Set of tasks:
**1)** Extract the passage of the blog excerpt from "The taxpayers of" up to and including "collect £160 in fines.".
**2)** Write what comes next in the blog excerpt, starting after its final sentence.

Text under study:

◆ ◆ ◆ ◆

Prosecuting Traffic Offenders — Whatever the Cost

Tuesday, January 25th, 2005

Let’s say you are driving to work, and eating an apple in your right hand. Now let’s say, that at some point during your drive, you make a turn — maybe you can hold the apple while turning the wheel with both hands, maybe you only use one hand, let’s not speculate. Now let’s consider some questions…

  • Are you guilty of “not been in full control of [your] car” ? … possibly.
  • If a police officer feels you were not in full control of your car, should he cite you? … probably.
  • If you contest said traffic citation, does the government have a responsibility to the public interest to prosecute you? … sure.
  • Should the prosecution expend time/effort/money to present video evidence from a patrol car, a police helicopter, and a police plane? … um, well … i dunno about that.
  • Should said video evidence be obtained of an empty intersection, long after the incident, without documentign anything about your driving on that particular day, or anyother day — just what the route you were driving that day looks like? … fuck no, whose lame ass idea is that?

Ladies and gentlemen, I give you the Northumbria Police.

The taxpayers of Northumbria are lucky that someone has some common sense: the woman being prosecuted stoped contesting the charges when she found out the public had already footed an estimated court cost of £10,000, and that her appeal would cost another £10,000 … all to collect £160 in fines.

Do What You Love, Unless Your Parents Don’t Like It

Saturday, January 15th, 2005

Management consultant William Fried has given a presentation entitled “The Secret of a Happy Life” to the same CA middle school for three years straight on eighth-grade career day. In it, he “counsels students to experiment with a variety of interests until they discover something they love and excel in.” This year, in response to some followup questions from the students, he acknowledged that it was possible to make lots of money as an exotic dancer — and that the bigger your bust size, the bigger the pay check.

◆ ◆ ◆ ◆

Available data:
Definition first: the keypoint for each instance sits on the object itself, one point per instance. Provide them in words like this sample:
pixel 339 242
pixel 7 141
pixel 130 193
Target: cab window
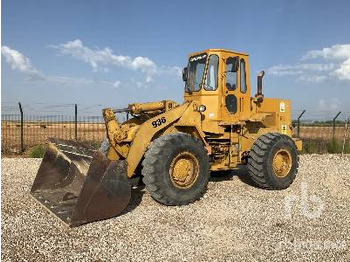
pixel 195 72
pixel 211 81
pixel 231 76
pixel 243 77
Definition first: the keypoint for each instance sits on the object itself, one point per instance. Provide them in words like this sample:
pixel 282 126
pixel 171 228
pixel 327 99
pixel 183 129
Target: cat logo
pixel 282 107
pixel 284 129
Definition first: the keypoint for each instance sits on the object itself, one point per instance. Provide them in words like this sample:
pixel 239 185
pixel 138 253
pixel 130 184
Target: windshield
pixel 195 67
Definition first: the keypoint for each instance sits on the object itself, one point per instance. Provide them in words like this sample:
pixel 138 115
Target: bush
pixel 38 151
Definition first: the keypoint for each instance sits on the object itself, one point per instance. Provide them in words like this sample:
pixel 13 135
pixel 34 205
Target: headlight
pixel 201 108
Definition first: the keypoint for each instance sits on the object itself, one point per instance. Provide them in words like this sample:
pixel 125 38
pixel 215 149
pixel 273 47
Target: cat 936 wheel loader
pixel 173 147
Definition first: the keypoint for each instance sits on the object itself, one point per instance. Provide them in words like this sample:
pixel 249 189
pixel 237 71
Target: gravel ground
pixel 233 221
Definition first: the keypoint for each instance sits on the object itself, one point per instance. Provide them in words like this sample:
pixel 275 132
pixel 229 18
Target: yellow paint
pixel 227 136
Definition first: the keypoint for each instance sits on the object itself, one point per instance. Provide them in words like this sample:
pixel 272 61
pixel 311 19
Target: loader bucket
pixel 80 185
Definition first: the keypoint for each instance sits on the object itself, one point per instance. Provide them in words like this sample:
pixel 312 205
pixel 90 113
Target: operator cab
pixel 219 80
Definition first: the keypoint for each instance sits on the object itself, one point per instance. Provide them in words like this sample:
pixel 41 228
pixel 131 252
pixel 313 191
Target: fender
pixel 147 131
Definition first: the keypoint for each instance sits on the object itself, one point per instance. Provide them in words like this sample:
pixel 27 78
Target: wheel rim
pixel 282 162
pixel 184 170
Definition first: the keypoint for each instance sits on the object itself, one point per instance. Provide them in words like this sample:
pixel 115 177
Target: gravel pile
pixel 233 221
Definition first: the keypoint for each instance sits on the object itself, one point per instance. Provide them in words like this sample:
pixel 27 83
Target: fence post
pixel 76 122
pixel 334 123
pixel 299 121
pixel 345 135
pixel 22 133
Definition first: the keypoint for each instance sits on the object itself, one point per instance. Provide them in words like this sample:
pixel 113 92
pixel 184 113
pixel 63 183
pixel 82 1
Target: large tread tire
pixel 104 147
pixel 156 166
pixel 260 161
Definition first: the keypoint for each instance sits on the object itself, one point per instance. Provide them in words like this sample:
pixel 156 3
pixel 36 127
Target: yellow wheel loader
pixel 173 147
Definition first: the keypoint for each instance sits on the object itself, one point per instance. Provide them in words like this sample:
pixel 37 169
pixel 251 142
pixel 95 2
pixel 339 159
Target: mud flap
pixel 80 185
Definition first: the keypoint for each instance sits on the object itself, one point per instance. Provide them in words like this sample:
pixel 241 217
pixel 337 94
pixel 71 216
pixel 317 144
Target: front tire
pixel 273 161
pixel 176 169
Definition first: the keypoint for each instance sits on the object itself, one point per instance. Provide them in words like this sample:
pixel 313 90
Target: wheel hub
pixel 282 162
pixel 184 170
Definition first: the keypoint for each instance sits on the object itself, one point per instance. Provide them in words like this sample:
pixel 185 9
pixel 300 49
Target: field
pixel 234 221
pixel 37 132
pixel 322 132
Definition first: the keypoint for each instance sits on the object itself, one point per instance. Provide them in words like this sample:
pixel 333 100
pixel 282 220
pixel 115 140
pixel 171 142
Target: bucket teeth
pixel 80 185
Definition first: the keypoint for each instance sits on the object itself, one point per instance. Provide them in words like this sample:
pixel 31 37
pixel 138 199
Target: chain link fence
pixel 321 132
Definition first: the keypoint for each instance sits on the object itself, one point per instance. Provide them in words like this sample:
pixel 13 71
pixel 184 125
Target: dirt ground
pixel 234 221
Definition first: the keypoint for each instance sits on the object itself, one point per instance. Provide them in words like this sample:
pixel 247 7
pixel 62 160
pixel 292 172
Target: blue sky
pixel 111 53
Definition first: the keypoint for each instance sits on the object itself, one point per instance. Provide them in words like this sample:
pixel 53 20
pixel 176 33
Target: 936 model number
pixel 158 122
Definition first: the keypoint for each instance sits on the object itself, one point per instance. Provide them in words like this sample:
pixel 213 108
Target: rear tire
pixel 273 161
pixel 104 147
pixel 176 169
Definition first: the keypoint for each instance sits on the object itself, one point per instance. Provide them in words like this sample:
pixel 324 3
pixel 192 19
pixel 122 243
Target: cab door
pixel 230 90
pixel 236 95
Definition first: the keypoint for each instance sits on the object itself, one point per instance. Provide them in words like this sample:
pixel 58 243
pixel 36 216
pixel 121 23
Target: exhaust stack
pixel 259 95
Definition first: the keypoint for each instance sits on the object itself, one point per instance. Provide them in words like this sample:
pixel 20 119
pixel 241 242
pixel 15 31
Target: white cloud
pixel 18 61
pixel 299 69
pixel 333 62
pixel 312 78
pixel 117 83
pixel 328 104
pixel 100 59
pixel 21 63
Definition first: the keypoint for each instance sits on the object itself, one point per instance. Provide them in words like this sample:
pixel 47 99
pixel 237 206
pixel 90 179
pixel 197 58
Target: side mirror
pixel 235 64
pixel 184 74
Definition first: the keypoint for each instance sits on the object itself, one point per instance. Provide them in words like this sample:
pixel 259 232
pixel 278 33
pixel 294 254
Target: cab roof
pixel 214 50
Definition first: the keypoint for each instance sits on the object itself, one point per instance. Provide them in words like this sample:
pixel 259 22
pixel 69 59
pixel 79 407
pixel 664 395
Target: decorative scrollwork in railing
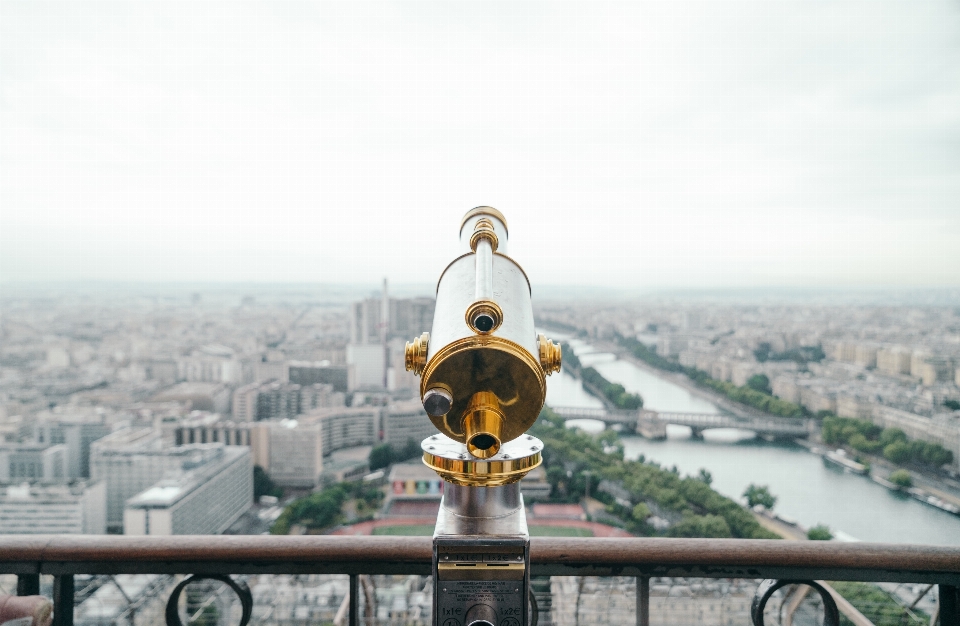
pixel 831 615
pixel 238 586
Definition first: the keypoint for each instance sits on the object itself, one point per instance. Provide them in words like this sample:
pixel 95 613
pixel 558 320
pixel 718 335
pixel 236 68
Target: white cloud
pixel 647 144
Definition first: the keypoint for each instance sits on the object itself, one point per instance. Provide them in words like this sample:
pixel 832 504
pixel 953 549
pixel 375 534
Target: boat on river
pixel 841 460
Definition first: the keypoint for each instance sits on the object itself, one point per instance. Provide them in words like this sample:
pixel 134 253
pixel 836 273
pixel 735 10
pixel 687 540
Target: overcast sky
pixel 638 145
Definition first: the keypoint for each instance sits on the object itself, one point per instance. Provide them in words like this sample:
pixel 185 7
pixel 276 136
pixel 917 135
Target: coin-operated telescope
pixel 483 372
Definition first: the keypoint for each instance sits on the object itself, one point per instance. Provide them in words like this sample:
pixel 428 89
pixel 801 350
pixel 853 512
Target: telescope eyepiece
pixel 437 401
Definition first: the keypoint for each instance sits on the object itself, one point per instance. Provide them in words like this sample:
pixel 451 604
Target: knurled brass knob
pixel 550 355
pixel 415 354
pixel 483 229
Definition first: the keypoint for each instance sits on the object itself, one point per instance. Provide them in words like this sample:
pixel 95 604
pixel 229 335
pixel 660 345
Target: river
pixel 807 490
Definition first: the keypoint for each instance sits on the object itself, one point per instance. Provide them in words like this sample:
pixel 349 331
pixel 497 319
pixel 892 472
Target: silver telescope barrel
pixel 483 367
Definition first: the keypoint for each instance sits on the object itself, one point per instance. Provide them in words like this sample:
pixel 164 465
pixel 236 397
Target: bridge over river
pixel 653 424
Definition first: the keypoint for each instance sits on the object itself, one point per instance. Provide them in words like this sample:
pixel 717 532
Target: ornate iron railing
pixel 219 557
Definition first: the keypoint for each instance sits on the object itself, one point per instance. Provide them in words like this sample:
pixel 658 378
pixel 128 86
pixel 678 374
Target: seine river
pixel 808 491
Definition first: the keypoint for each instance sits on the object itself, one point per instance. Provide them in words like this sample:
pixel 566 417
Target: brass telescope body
pixel 483 368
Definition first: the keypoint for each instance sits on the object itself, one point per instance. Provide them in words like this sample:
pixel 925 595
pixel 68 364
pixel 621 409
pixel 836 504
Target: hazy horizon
pixel 632 147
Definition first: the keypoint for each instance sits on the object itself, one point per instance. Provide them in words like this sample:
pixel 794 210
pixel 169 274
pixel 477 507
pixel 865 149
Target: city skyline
pixel 645 147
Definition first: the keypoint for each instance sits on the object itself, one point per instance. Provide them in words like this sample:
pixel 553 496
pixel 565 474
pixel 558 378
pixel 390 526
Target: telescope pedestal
pixel 481 557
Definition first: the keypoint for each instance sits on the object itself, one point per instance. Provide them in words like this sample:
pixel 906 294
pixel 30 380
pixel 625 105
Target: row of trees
pixel 892 443
pixel 615 392
pixel 802 355
pixel 325 509
pixel 694 508
pixel 756 394
pixel 748 395
pixel 385 455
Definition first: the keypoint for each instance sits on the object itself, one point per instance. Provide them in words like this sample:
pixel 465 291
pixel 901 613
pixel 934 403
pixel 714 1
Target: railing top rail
pixel 716 558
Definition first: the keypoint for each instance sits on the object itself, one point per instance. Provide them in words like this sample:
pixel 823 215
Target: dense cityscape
pixel 193 413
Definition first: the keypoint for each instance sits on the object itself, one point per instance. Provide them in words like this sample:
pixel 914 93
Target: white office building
pixel 213 491
pixel 403 421
pixel 33 462
pixel 368 363
pixel 73 509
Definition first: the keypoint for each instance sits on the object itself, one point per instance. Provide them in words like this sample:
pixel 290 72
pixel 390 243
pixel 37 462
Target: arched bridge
pixel 653 423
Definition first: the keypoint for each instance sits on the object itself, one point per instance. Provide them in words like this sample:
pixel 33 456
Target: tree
pixel 820 532
pixel 381 456
pixel 760 495
pixel 892 435
pixel 897 452
pixel 901 478
pixel 641 512
pixel 411 450
pixel 760 382
pixel 263 486
pixel 705 476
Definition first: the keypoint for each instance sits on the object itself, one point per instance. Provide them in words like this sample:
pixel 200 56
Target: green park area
pixel 423 530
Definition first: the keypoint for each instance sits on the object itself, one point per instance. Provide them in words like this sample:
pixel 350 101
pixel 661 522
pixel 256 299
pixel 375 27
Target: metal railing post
pixel 28 585
pixel 949 606
pixel 63 600
pixel 643 601
pixel 354 616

◆ ◆ ◆ ◆

Answers for the tasks:
**1)**
The taxpayers of Northumbria are lucky that someone has some common sense: the woman being prosecuted stoped contesting the charges when she found out the public had already footed an estimated court cost of £10,000, and that her appeal would cost another £10,000 … all to collect £160 in fines.

**2)**
Aparently the principal wasn’t very happy about this.

None of this really surprises me.

What really ticks me off is the last comment in the article: “one mother said she was outraged when her son announced that he was forgoing college for a field he loves: fishing.” Maybe it’s just me, but if you’re going to have a speaker come to the school to talk about having a happy life, you shouldn’t bitch that he encourages your kids to pursue whatever makes them happy. I have a lot of friends who have taken good jobs for good money and burned out in only a few years — because they didn’t love it.

So let me just put this plea out to all the parents out there: Don’t worry about how much money your kids will grow up to make, worry about whether or not they will be miserable.

Family Values: The War, and the FCC

Thursday, December 16th, 2004

Two items in today’s SF Chronicle caught my eye. The first was Jon Carroll’s weekly column in which he points out a disturbing trend in american media since the election: The war is getting less attention even as it gets more deadly. Why? Because the media failed to understand that faith and family are important. Bush may feel like he earned policital collateral in the election, but just because he got elected for his values, doesn’t mean we aren’t still fucked in Iraq — and it sure as hell doesn’t mean we should stop asking questions about how we can fix it.

The second article was Tim Goodman’s weekly TV column, in which he returns to the issue of the FCC and the PTC (for those of you who missed it, it seems that 99.9% of the “indecency” complaints the FCC receives are all from one conservative advocacy group). As Goodman points out, the FCC doesn’t initiate investigations of TV networks. They wait for the public to complain — one or more complaint — and then check to see if there’s merit.

For example: NBC was asked by the FCC to turn over tapes of the Opening Ceremony of the Summer Olympics. It seems that someone — maybe even just one person, or some folks at the PTC, perhaps? — thought there was too much dirty dancing from the Greeks. So Goodman proposes that people who think things over at the FCC are getting ridiculous should take matters into their own hands. Tell the FCC what you think of their policies; “clog the system” by telling them what shows you think they should investigate for (artistic) indecency.